[Problèmes et tâches]
(1) Dans la critique du roman de Jean-Bernard Pouy, quelle collection a permis la rencontre avec cet auteur ?
(2) Quels qualificatifs la critique du roman de Jean-Bernard Pouy applique-t-elle à l'auteur ? Donnez-les tous.
(3) Pouvez-vous poursuivre la critique du roman de Jean-Bernard Pouy à partir de sa dernière phrase ?

[Texte extrait]
┄┄┄┄┄┄┄┄┄┄┄┄┄┄┄┄┄┄┄┄

Le hasard de la collection "Série Noire" m'a fait rencontrer cet auteur Jean-Bernard Pouy, plutôt iconoclaste, clairement soixante-huitard, adepte de l'Oulipo, anarchiste. Bref, à peu près tous les qualificatifs qui auraient dû m'en détourner dans une vie normale … Mais ce roman est un OVNI improbable, avec beaucoup de second degré et animé d'une certaine fraîcheur sinon d'une ironie certaine. J'avoue que j'ai bien aimé, me suis bien amusé et j'ai bien aimé le relire …
Pensez qu'un jour une petite bande de jeunes s'attaquent en France à des anglais. L'un bafoue un ambassadeur anglais lors d'une réception "Chien d'anglais, Rosbeef de merde, tes jours sont comptés", un autre vide une poche de sang de bœuf sur un comptoir de la British Airways, le dernier balance une grenade dégoupillée sur la scène d'un groupe de punk anglais en concert à Paris … avant de passer à des choses plus sérieuses et meurtrières.

┄┄┄┄┄┄┄┄┄┄┄┄┄┄┄┄┄┄┄┄

[Extrait de données]
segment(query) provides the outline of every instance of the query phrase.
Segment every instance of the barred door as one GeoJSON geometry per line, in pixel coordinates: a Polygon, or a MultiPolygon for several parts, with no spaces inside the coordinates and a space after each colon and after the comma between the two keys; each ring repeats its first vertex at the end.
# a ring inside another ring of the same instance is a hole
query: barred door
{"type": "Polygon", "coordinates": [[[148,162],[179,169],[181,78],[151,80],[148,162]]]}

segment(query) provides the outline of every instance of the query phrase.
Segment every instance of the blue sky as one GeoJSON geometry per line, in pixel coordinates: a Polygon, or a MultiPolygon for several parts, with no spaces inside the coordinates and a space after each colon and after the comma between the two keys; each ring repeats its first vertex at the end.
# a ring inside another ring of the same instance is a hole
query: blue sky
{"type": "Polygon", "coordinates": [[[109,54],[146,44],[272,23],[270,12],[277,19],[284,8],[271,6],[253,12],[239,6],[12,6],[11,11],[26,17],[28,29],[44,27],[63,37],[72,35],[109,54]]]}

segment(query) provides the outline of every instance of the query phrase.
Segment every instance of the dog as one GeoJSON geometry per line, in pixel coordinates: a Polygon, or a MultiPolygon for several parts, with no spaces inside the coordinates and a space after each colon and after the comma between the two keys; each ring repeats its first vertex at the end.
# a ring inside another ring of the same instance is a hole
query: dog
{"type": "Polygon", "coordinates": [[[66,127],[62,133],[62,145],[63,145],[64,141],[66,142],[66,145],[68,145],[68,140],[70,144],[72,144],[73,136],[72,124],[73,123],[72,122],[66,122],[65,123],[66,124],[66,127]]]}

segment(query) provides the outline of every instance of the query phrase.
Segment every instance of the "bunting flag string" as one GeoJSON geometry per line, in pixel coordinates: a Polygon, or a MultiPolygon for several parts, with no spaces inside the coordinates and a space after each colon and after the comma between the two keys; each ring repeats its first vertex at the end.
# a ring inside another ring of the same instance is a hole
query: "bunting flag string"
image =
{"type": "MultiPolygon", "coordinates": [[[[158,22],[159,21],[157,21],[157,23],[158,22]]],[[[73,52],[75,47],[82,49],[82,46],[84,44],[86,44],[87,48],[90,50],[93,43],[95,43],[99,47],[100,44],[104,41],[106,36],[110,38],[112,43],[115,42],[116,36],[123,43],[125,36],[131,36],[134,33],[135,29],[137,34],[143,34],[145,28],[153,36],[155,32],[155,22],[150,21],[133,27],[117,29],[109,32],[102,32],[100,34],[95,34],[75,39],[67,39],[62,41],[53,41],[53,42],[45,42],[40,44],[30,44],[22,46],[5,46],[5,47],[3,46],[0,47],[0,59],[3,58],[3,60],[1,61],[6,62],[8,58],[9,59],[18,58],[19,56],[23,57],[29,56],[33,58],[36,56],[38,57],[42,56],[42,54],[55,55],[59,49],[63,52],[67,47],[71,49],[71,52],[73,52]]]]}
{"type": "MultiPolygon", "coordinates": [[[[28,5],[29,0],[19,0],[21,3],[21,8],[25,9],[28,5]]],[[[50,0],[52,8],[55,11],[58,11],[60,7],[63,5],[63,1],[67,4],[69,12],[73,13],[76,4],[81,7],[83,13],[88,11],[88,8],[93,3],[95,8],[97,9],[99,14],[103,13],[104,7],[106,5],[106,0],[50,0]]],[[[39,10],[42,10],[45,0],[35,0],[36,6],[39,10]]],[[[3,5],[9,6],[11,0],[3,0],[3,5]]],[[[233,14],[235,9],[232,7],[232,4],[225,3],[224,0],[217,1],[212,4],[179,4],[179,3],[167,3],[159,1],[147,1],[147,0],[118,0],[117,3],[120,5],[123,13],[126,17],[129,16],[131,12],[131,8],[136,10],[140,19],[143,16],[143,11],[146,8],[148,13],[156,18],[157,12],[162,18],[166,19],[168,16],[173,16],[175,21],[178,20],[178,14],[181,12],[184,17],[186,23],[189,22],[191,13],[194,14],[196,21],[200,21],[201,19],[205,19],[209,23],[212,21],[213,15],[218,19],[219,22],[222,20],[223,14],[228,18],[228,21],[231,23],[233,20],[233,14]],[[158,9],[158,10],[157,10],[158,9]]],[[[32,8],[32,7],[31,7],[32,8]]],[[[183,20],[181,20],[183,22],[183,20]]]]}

┄┄┄┄┄┄┄┄┄┄┄┄┄┄┄┄┄┄┄┄

[Réponses aux tâches]
(1) La collection « Série Noire ».

(2) Iconoclaste, soixante-huitard, adepte de l'Oulipo, anarchiste.

(3)
On découvre que le groupuscule se fait appeler "Arthur Rimbaud" obligeant le commissaire de police à se replonger dans les "œuvres complètes de Rimbaud dans la collection de la Pléiade. "Le genre de bouquin qu'il m'est impossible de lire. Avec mes gros doigts, en plus, je les mouille, alors ça transperce".
En fait, il se contentera de mettre ses adjoints à la lecture détaillée de l'Histoire de Jeanne d'Arc et de Rimbaud.
On va avoir des flics cultivés, c'est un monde !
Et puis comme le roman ne nous cache rien avec des chapitres dédiés aux uns et aux autres, on découvre que le groupuscule Arthur Rimbaud est solidaire (fusionnel même) d'une jeune fille, Anna, anglophobe en diable puisqu'elle fait suivre à ses trois fidèles un itinéraire qui n'est ni plus ni moins que celui de Jeanne d'Arc dont l'objectif était "de bouter l'anglais hors de France."
D'un côté, on suit les jeunes terroristes suivre leur campagne de folie. De l'autre, on participe aux réflexions poussées et poussives des flics pour tenter de comprendre avec des règles de logique quelque chose de complètement dément. En parallèle de cela, le romancier évoque d'autres évènements (un groupe de rock anglais très imbibé et un satellite en train de tomber sur Terre) dont on ne comprendra l'utilité que lors de l'apothéose finale …
Roman donc, construit sans suspense d'action (car on dispose de toutes les données) mais avec un véritable suspense d'intérêt (car on se demande bien comment ça va se terminer).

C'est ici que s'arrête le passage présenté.